##### Records for processing #####

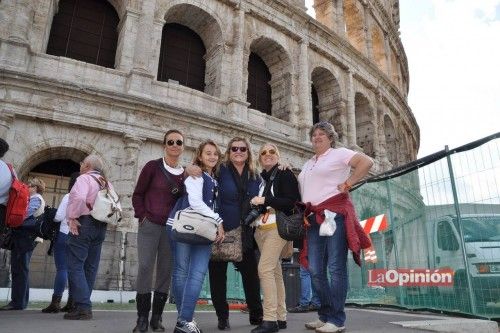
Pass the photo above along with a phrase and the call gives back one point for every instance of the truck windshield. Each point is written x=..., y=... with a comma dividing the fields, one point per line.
x=481, y=229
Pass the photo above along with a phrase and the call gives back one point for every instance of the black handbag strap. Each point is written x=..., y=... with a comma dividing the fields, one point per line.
x=173, y=184
x=240, y=181
x=269, y=184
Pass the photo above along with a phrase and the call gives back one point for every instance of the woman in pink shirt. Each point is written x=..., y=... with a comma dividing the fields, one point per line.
x=324, y=183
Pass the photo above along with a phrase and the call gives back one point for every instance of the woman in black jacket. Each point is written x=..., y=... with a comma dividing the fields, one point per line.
x=281, y=193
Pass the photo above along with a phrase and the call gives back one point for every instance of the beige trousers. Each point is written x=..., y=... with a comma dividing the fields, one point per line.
x=270, y=273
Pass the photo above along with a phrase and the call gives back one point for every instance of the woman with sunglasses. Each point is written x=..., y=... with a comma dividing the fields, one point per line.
x=160, y=184
x=238, y=183
x=282, y=193
x=191, y=261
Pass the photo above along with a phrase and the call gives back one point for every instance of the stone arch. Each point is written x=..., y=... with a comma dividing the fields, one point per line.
x=56, y=148
x=85, y=31
x=208, y=27
x=378, y=48
x=329, y=99
x=279, y=64
x=391, y=145
x=365, y=128
x=355, y=24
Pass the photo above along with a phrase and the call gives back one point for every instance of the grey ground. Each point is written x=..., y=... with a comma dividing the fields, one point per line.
x=358, y=320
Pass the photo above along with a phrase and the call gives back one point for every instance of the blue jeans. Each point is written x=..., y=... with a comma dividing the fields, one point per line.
x=190, y=268
x=329, y=252
x=20, y=263
x=83, y=254
x=61, y=264
x=306, y=289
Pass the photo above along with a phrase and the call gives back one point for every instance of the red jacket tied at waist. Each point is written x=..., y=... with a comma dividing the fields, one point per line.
x=340, y=204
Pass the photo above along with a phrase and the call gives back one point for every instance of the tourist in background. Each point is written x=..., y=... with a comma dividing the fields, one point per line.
x=86, y=235
x=5, y=183
x=309, y=300
x=23, y=239
x=160, y=184
x=281, y=195
x=60, y=261
x=325, y=181
x=191, y=261
x=238, y=183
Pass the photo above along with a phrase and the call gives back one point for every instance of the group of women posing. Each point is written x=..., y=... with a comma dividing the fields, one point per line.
x=226, y=188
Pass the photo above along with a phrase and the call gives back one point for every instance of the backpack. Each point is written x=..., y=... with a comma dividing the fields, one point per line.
x=17, y=205
x=107, y=207
x=46, y=227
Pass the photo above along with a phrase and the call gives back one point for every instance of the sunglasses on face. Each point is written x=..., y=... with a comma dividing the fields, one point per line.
x=177, y=142
x=234, y=149
x=270, y=151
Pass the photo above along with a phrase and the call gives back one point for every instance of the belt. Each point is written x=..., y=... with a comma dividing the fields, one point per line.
x=269, y=226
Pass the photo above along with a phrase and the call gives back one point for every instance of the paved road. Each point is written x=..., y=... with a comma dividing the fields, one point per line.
x=359, y=320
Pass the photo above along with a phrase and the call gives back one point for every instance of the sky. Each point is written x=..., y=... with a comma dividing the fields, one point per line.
x=453, y=51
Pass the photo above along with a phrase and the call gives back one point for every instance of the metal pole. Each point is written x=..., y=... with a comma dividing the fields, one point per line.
x=460, y=230
x=394, y=237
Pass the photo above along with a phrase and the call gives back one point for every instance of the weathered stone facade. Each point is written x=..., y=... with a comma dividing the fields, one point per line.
x=56, y=107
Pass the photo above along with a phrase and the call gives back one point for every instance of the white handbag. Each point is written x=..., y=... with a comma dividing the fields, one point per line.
x=193, y=228
x=107, y=207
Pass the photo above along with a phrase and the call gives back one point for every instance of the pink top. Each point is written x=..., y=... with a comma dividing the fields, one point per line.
x=321, y=175
x=82, y=195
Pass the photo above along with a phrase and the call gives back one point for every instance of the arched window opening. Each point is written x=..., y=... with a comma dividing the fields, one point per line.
x=390, y=141
x=364, y=124
x=182, y=55
x=354, y=23
x=259, y=89
x=85, y=30
x=315, y=104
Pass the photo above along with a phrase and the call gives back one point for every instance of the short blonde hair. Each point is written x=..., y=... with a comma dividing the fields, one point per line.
x=38, y=183
x=273, y=146
x=249, y=162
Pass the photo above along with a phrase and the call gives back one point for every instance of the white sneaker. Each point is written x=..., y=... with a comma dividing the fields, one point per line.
x=329, y=328
x=312, y=325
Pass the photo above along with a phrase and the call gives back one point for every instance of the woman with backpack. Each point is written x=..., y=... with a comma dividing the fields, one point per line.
x=190, y=260
x=61, y=277
x=23, y=239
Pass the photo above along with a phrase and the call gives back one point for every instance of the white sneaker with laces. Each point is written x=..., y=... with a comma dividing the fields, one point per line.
x=330, y=328
x=312, y=325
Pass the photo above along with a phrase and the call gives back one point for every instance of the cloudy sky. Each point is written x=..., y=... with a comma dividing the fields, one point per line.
x=453, y=50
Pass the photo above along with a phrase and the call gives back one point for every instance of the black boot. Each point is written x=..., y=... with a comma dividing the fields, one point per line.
x=70, y=305
x=159, y=301
x=54, y=306
x=266, y=327
x=143, y=306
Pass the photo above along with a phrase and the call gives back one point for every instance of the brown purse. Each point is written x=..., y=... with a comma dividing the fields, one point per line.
x=230, y=249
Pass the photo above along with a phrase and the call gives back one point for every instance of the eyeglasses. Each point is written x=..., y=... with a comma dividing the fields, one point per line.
x=234, y=149
x=270, y=151
x=177, y=142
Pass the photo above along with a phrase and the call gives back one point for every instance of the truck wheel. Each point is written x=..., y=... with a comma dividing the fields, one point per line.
x=461, y=293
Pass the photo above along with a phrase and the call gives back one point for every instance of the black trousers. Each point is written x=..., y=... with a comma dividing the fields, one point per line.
x=251, y=285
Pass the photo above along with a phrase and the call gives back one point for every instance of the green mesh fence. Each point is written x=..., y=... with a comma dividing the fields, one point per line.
x=441, y=248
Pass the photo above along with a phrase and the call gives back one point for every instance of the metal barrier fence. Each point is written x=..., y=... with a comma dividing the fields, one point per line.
x=441, y=247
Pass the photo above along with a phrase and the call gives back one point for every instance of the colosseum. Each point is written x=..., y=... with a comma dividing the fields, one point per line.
x=110, y=77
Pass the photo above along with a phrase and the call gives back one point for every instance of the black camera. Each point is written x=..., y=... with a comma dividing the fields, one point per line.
x=253, y=214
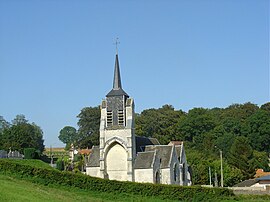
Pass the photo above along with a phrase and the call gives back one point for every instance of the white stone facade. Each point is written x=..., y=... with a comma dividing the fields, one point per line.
x=123, y=156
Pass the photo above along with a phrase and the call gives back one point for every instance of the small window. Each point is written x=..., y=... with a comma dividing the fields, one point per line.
x=121, y=121
x=109, y=118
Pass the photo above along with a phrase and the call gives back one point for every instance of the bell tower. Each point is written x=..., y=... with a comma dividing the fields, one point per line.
x=117, y=138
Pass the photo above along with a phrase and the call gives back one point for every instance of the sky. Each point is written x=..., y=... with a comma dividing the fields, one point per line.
x=57, y=56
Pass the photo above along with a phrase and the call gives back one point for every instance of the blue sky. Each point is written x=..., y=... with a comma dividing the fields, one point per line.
x=57, y=57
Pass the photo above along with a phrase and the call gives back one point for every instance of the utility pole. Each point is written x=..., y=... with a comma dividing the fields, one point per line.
x=221, y=169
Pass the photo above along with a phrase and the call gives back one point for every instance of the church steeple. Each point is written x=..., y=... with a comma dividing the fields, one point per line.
x=117, y=79
x=117, y=85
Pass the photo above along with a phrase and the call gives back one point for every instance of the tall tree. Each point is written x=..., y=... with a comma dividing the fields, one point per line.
x=19, y=119
x=3, y=124
x=68, y=135
x=21, y=136
x=158, y=123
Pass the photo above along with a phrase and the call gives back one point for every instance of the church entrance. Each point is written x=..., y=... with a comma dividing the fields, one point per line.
x=157, y=180
x=116, y=162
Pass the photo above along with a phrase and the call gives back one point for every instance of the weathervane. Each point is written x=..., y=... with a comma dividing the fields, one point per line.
x=116, y=44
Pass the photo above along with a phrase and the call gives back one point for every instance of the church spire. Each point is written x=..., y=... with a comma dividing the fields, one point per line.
x=117, y=86
x=117, y=79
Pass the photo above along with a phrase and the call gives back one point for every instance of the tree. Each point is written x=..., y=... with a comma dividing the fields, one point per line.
x=259, y=134
x=158, y=123
x=195, y=123
x=68, y=135
x=3, y=124
x=88, y=132
x=240, y=156
x=21, y=136
x=266, y=106
x=19, y=119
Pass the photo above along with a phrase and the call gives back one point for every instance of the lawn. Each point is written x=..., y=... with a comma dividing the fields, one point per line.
x=13, y=189
x=32, y=162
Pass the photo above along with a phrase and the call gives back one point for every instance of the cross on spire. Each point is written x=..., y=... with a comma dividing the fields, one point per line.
x=116, y=44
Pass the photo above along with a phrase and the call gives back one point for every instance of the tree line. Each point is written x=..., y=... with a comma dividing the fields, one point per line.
x=240, y=131
x=20, y=134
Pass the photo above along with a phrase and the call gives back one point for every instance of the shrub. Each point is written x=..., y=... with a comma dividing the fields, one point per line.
x=60, y=164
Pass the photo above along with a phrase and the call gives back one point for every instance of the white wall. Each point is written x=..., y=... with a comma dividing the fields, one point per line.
x=165, y=176
x=116, y=163
x=93, y=171
x=144, y=175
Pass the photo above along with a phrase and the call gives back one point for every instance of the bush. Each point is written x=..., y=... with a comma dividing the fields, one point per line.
x=60, y=164
x=51, y=176
x=31, y=153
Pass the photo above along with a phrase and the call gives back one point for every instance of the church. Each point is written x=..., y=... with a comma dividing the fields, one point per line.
x=124, y=156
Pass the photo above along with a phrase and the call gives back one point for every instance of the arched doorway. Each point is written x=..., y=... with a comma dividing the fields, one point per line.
x=157, y=177
x=116, y=162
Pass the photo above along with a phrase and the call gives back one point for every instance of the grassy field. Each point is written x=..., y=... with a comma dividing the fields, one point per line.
x=33, y=162
x=18, y=190
x=14, y=190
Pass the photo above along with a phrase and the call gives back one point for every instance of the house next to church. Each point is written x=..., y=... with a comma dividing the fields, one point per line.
x=124, y=156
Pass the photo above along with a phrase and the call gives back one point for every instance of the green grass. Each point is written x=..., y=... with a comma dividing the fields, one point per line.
x=16, y=187
x=13, y=189
x=30, y=162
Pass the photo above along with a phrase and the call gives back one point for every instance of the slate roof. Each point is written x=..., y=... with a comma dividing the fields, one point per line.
x=246, y=183
x=94, y=157
x=141, y=142
x=178, y=150
x=163, y=151
x=144, y=160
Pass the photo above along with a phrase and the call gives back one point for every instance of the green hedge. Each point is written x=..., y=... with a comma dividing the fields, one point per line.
x=49, y=176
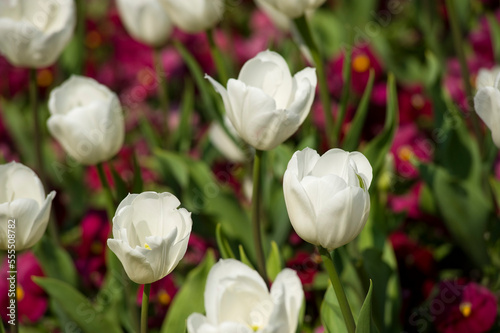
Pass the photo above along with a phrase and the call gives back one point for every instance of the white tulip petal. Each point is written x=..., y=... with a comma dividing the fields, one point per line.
x=363, y=167
x=302, y=162
x=487, y=105
x=342, y=218
x=135, y=264
x=287, y=291
x=300, y=208
x=37, y=230
x=229, y=269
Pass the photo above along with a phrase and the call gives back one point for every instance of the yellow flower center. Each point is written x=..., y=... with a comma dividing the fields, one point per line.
x=405, y=153
x=164, y=298
x=361, y=63
x=466, y=309
x=44, y=78
x=19, y=293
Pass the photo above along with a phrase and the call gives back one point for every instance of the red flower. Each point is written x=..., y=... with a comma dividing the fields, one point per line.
x=32, y=301
x=469, y=309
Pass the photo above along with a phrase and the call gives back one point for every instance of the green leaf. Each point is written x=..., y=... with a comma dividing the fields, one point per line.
x=243, y=257
x=77, y=307
x=351, y=140
x=222, y=243
x=55, y=261
x=189, y=299
x=364, y=324
x=377, y=149
x=274, y=262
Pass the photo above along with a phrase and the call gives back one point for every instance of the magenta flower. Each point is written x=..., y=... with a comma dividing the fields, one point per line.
x=473, y=309
x=32, y=301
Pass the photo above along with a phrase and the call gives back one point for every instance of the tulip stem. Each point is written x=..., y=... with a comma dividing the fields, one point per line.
x=464, y=69
x=256, y=199
x=339, y=290
x=13, y=269
x=161, y=80
x=305, y=31
x=217, y=57
x=144, y=309
x=107, y=189
x=37, y=126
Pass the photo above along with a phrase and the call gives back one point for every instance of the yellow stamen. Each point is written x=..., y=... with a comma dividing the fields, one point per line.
x=44, y=78
x=164, y=298
x=19, y=293
x=361, y=63
x=466, y=309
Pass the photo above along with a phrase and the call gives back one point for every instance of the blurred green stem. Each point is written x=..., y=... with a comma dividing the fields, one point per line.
x=111, y=204
x=346, y=75
x=464, y=69
x=305, y=31
x=217, y=57
x=144, y=309
x=37, y=125
x=161, y=79
x=256, y=200
x=339, y=290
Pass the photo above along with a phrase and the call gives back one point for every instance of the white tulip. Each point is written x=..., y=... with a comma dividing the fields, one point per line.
x=33, y=33
x=238, y=300
x=145, y=20
x=194, y=15
x=486, y=77
x=150, y=235
x=327, y=197
x=23, y=201
x=87, y=120
x=294, y=8
x=487, y=106
x=266, y=105
x=278, y=18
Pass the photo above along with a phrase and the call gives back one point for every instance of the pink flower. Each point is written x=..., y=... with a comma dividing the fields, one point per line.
x=410, y=143
x=32, y=301
x=471, y=308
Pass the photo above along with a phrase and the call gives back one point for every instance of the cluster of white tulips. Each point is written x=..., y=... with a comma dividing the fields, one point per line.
x=326, y=196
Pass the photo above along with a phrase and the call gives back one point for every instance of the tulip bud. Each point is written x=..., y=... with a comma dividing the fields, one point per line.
x=145, y=20
x=33, y=33
x=487, y=105
x=194, y=15
x=150, y=235
x=237, y=300
x=327, y=197
x=266, y=105
x=87, y=120
x=23, y=204
x=294, y=8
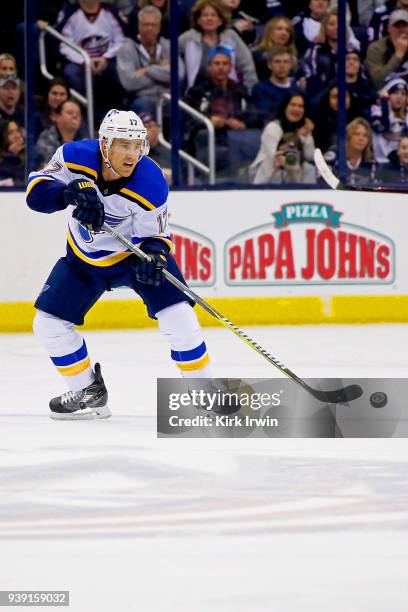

#####

== Required action ==
Take the lines from the one that contains "of the cluster" through the last line of the material above and reproduce them exactly, leaving out any pictures.

== Task answer ==
Pass the photo above along with a phrase and the call gives back one point for every instance of the cluster of white tulips. Each point is written x=..., y=... with a comma dividing the fields, one point per line.
x=326, y=196
Pass the photo above along with a phrase and the call gives back one point for every instance of the tulip bud. Each point is written x=..., y=... with a comma dividing the fields, one point per line.
x=145, y=20
x=33, y=33
x=487, y=105
x=194, y=15
x=150, y=235
x=237, y=300
x=327, y=197
x=266, y=105
x=87, y=120
x=23, y=204
x=294, y=8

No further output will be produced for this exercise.